(Part of a data file)
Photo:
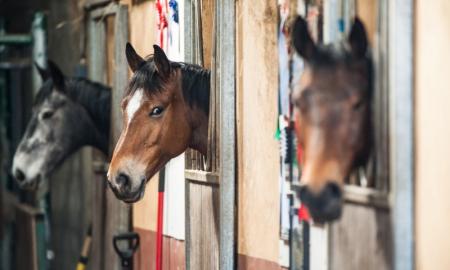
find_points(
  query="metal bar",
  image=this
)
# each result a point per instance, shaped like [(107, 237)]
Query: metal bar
[(188, 57), (227, 87), (401, 63), (39, 47)]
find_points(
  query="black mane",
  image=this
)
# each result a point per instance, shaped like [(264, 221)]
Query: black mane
[(195, 82), (94, 97)]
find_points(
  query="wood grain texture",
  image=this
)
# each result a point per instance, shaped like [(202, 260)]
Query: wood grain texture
[(257, 112), (432, 132), (117, 213), (361, 239), (204, 230)]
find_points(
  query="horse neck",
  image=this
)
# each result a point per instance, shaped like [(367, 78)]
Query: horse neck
[(95, 99), (196, 92)]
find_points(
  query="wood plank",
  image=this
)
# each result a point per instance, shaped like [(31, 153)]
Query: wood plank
[(117, 212), (96, 63), (202, 176), (367, 245)]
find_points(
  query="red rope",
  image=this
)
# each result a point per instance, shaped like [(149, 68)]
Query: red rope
[(159, 231), (162, 24)]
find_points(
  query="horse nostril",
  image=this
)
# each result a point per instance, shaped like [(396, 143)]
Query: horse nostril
[(19, 175), (122, 180)]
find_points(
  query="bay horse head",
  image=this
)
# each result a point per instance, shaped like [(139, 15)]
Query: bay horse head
[(67, 113), (333, 114), (165, 111)]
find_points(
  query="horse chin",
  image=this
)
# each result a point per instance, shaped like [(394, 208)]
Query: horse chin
[(321, 217), (32, 185), (130, 197)]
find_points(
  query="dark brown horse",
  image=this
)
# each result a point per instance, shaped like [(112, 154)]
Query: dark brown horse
[(165, 111), (333, 101)]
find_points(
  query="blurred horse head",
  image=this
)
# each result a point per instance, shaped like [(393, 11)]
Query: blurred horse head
[(68, 113), (333, 101)]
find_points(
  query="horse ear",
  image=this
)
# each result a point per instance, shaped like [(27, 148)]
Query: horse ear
[(302, 40), (56, 75), (134, 60), (161, 61), (42, 72), (358, 39)]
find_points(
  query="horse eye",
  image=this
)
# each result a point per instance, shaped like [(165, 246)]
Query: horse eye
[(157, 111), (47, 114)]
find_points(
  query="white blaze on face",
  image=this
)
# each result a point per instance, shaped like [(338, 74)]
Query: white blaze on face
[(134, 104), (128, 165)]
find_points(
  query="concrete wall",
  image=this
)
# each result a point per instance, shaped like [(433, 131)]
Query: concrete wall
[(432, 134)]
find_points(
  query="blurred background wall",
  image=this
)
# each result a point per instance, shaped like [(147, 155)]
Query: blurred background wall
[(432, 133), (70, 215)]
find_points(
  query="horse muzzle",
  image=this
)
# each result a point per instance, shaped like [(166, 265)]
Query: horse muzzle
[(325, 206)]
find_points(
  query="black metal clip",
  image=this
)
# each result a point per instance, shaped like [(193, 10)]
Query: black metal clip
[(126, 254)]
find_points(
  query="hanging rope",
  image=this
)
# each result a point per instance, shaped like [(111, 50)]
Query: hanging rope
[(162, 23)]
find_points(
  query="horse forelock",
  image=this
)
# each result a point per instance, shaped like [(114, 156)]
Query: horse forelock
[(195, 82)]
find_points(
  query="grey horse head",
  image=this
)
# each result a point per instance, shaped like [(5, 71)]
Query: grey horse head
[(67, 114)]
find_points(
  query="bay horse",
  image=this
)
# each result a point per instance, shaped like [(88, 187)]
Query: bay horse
[(67, 114), (165, 111), (333, 113)]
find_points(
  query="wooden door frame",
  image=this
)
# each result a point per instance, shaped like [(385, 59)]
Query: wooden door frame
[(110, 216)]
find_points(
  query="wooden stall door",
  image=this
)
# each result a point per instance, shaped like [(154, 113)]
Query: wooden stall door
[(202, 185), (108, 34)]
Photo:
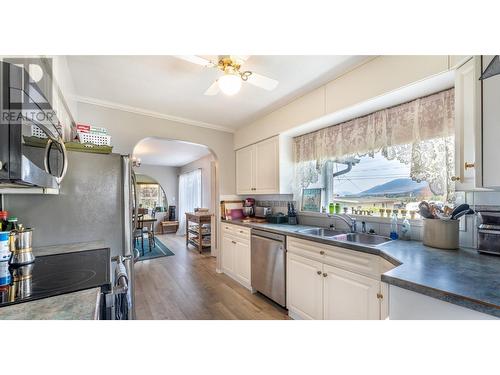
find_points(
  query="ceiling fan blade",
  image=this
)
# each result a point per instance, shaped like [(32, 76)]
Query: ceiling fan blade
[(263, 82), (240, 59), (195, 60), (213, 89)]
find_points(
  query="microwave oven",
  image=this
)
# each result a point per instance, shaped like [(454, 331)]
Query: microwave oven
[(23, 106)]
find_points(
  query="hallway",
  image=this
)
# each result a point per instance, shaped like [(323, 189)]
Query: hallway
[(186, 286)]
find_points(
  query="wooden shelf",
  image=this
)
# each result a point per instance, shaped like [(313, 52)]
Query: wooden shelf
[(199, 220)]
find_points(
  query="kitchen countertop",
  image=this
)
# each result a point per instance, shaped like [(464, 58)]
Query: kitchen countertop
[(68, 248), (462, 277), (82, 305)]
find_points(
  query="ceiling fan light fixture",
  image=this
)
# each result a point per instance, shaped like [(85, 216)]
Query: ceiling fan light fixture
[(230, 84)]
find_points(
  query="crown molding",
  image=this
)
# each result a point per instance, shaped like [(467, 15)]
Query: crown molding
[(145, 112)]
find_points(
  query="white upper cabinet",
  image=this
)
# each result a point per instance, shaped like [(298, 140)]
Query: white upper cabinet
[(490, 135), (245, 159), (467, 123), (267, 166), (264, 167)]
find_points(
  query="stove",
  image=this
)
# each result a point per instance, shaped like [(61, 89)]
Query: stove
[(57, 274)]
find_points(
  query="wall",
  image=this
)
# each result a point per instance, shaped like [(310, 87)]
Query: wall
[(167, 177), (377, 77), (128, 128), (206, 180)]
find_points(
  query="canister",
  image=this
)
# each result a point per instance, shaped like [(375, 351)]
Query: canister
[(5, 276), (4, 246)]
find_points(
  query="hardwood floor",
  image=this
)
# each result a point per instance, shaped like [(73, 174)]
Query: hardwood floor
[(186, 286)]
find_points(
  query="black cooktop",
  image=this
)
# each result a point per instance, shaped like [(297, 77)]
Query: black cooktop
[(56, 274)]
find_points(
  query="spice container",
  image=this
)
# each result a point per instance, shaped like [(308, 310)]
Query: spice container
[(4, 246)]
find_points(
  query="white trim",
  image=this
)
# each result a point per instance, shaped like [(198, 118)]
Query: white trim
[(146, 112)]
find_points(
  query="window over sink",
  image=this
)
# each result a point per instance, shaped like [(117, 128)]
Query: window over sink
[(390, 159)]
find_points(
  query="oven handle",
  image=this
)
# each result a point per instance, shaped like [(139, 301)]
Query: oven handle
[(488, 231)]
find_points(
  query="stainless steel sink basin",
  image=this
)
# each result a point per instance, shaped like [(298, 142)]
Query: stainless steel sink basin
[(321, 232), (362, 238)]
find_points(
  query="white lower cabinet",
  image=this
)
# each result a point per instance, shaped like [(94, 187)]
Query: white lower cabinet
[(347, 295), (304, 287), (228, 254), (236, 256), (322, 283), (242, 259)]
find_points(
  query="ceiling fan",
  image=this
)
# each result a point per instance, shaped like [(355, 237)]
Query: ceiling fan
[(230, 82)]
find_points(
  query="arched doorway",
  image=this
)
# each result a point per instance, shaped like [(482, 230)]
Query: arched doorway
[(165, 160)]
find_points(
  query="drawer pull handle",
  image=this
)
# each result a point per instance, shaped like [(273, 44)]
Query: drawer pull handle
[(469, 165)]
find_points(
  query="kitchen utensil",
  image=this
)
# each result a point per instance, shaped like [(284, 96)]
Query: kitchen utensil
[(424, 210), (459, 208), (278, 218), (236, 214), (262, 211), (248, 211), (458, 215), (20, 246), (442, 234)]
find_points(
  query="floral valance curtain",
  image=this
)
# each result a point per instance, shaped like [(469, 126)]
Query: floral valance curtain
[(419, 133)]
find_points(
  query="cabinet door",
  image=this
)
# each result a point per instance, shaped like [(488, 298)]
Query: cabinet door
[(348, 295), (304, 287), (242, 262), (490, 128), (228, 245), (466, 85), (245, 170), (267, 166)]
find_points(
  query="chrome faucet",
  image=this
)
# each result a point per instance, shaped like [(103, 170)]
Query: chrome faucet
[(350, 221)]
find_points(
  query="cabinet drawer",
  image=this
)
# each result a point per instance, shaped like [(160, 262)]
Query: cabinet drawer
[(237, 231), (351, 260)]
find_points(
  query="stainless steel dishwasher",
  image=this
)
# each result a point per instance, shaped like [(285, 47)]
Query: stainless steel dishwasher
[(269, 265)]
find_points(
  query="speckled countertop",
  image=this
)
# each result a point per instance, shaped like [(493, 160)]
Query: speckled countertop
[(82, 305), (462, 277)]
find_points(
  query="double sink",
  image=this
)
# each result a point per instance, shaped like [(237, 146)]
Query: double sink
[(337, 235)]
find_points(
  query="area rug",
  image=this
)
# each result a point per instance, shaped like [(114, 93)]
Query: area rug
[(160, 250)]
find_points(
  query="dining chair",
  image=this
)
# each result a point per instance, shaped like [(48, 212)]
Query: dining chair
[(139, 231), (151, 231)]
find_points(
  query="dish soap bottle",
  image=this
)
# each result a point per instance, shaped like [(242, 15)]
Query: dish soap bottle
[(394, 227), (406, 230)]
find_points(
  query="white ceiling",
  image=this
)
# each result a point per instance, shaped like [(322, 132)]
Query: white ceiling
[(165, 85), (155, 151)]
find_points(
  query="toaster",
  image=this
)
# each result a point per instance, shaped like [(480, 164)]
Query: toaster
[(262, 211)]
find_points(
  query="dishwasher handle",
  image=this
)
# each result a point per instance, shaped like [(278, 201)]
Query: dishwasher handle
[(269, 235)]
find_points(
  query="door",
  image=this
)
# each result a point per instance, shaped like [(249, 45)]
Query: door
[(490, 128), (267, 166), (304, 287), (349, 296), (245, 170), (466, 85), (242, 262), (228, 245)]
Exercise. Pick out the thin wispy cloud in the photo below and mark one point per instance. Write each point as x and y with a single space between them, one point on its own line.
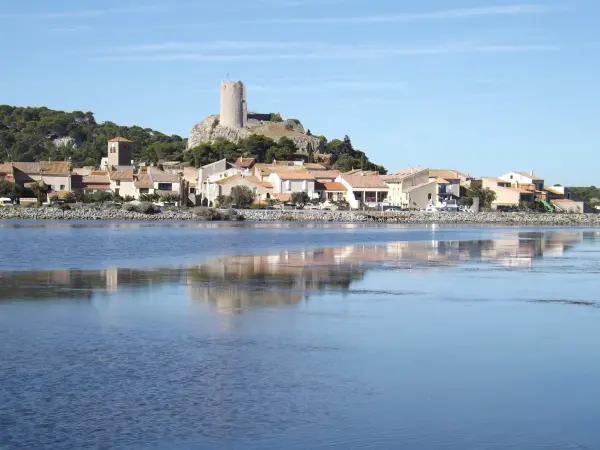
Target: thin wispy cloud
86 13
438 15
322 51
71 29
219 46
317 85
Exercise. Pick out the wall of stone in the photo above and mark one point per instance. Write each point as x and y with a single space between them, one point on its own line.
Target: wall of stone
232 104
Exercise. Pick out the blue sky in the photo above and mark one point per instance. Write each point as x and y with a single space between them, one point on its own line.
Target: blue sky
482 86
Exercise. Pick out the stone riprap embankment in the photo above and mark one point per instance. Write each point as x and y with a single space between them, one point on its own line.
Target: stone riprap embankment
592 220
541 219
90 214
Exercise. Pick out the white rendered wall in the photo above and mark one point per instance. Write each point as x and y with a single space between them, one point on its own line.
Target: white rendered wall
232 101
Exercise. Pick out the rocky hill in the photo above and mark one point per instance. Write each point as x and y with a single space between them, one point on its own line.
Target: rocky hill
33 134
210 130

▶ [Written exercise]:
Rewrite every line from the one containing "Exercise. Pick out the rocky" through the end of the records, keeping all text the same except the x and y coordinates in the answers. Multiply each coordinate by 0.6 and round to the nearest whole number, with halves rounded up.

▶ [Correct response]:
Exercise. Pick out the rocky hill in the photo above and mark one point per instance. Write each point as x and y with a single space between them, one point on its own line.
Target: rocky hill
20 80
126 78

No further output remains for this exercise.